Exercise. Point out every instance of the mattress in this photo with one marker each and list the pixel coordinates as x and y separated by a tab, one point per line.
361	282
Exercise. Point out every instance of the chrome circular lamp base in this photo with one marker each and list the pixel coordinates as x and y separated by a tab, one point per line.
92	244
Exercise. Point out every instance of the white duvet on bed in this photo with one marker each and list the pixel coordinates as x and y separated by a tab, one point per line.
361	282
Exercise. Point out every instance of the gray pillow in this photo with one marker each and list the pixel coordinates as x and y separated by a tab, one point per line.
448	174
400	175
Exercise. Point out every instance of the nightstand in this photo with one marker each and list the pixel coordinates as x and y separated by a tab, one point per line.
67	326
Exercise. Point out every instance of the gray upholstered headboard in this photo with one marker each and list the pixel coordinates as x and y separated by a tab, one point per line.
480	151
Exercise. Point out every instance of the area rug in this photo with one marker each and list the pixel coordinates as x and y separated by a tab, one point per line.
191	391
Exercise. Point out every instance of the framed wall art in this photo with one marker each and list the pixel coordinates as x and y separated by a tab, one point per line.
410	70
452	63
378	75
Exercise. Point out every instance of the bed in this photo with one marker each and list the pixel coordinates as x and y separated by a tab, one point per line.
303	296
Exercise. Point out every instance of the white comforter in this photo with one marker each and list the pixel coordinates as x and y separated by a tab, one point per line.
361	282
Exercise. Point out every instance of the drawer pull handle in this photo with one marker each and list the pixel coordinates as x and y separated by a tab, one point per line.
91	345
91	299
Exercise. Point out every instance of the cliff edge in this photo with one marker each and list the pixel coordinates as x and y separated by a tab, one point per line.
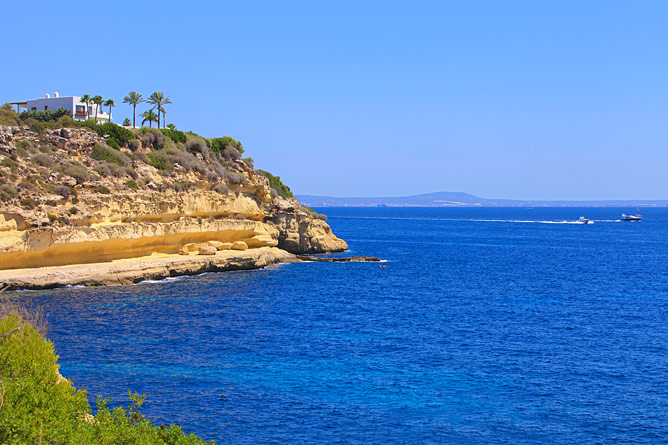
90	195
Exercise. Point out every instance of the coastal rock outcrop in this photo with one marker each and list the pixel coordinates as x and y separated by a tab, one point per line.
69	199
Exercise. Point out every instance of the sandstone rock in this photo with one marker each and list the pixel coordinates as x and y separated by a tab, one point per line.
154	218
207	250
220	245
239	245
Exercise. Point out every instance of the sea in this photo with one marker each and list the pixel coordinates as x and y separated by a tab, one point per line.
480	325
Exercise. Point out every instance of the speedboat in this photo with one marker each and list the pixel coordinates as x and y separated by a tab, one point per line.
626	217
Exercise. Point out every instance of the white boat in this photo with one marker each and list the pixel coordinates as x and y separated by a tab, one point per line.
626	217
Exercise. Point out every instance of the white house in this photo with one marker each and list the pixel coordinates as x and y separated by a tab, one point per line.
80	111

::::::::::

→ **Work to do**
Copy all of the material above line for line without changing anything, and leave out the pictures.

→ **Output of the task**
Exercise. Point out every instance of the mattress in this photo with one marker each and list the pixel coordinates as x and y separated by a tab, one point per line.
361	282
Exercise. Point out every instance of the chrome circular lamp base in this photo with one marker each and list the pixel coordinates as x and y separated by a tab, one point per line.
92	244
Exercise. Point out every instance of the white duvet on bed in this photo with one marker each and list the pixel coordinates as x and y separated by a tab, one point per line.
361	282
Exercise. Point out every instance of the gray pillow in this photo with one marker each and list the pixel coordinates as x and y separated by a tab, one point per line.
448	174
400	175
Exercise. Point out every instance of the nightstand in this photo with one marker each and list the pixel coordinates as x and y separated by a tab, one point per line.
67	326
Exercise. Point out every instance of the gray upholstered headboard in this photo with one marker each and list the pixel coordinates as x and y separated by a tab, one point per line.
480	151
Exercise. Point out every instance of the area rug in this photo with one marker each and list the pixel coordinates as x and y separated by a tab, one point per line.
191	391
Exercise. Point out every instance of the framed wall art in this photo with one marker each and list the pixel coordinates as x and y separated by a tab, one point per line.
410	70
452	63
378	75
Exercise. Point out every instance of the bed in this photo with one marker each and list the pixel coordinates as x and y separated by a tab, one point per line.
303	296
Exercise. Point out every instance of the white comforter in this photo with one marker each and list the pixel coordinates as x and y separated by a tab, one point per line.
361	282
Exercise. Point out every instance of the drawer pull handle in this photo with one marker each and list the pixel coordinates as x and y separated by a tab, one point per line.
91	345
91	299
Exercise. Point out every instance of the cliff edge in this photo with one marker each and list the pixel coordinates as x and y separated by a tab, one point per line.
90	195
Exercise. Point out every instance of the coastal rock outcrop in this photo with one marker each and list the pixel coordinates as x and y separated by a tab, one point per line.
69	199
Exercise. Point out every instance of the sandstone rock in this photo with one marker each and list the pixel coordinates as x and y separated by a tab, one point per line.
154	218
207	250
220	245
239	245
Exercise. Point out every instance of the sea in this photo with one marker each and list the pixel coordinates as x and y separated by a tab, one point per line.
480	325
Exercise. Point out every instance of the speedboat in this photo with one marker each and list the pixel coordinates as x and y separated by a tab, one point per line.
626	217
Exercise. Point out every instance of the white boat in this photo with one marker each and list the pixel coordinates as x and y separated by a tab, one point per line.
626	217
Exercise. Point out every instance of the white house in this photo with one marker each and list the pixel coordinates as x and y separated by a tab, one point per line.
80	111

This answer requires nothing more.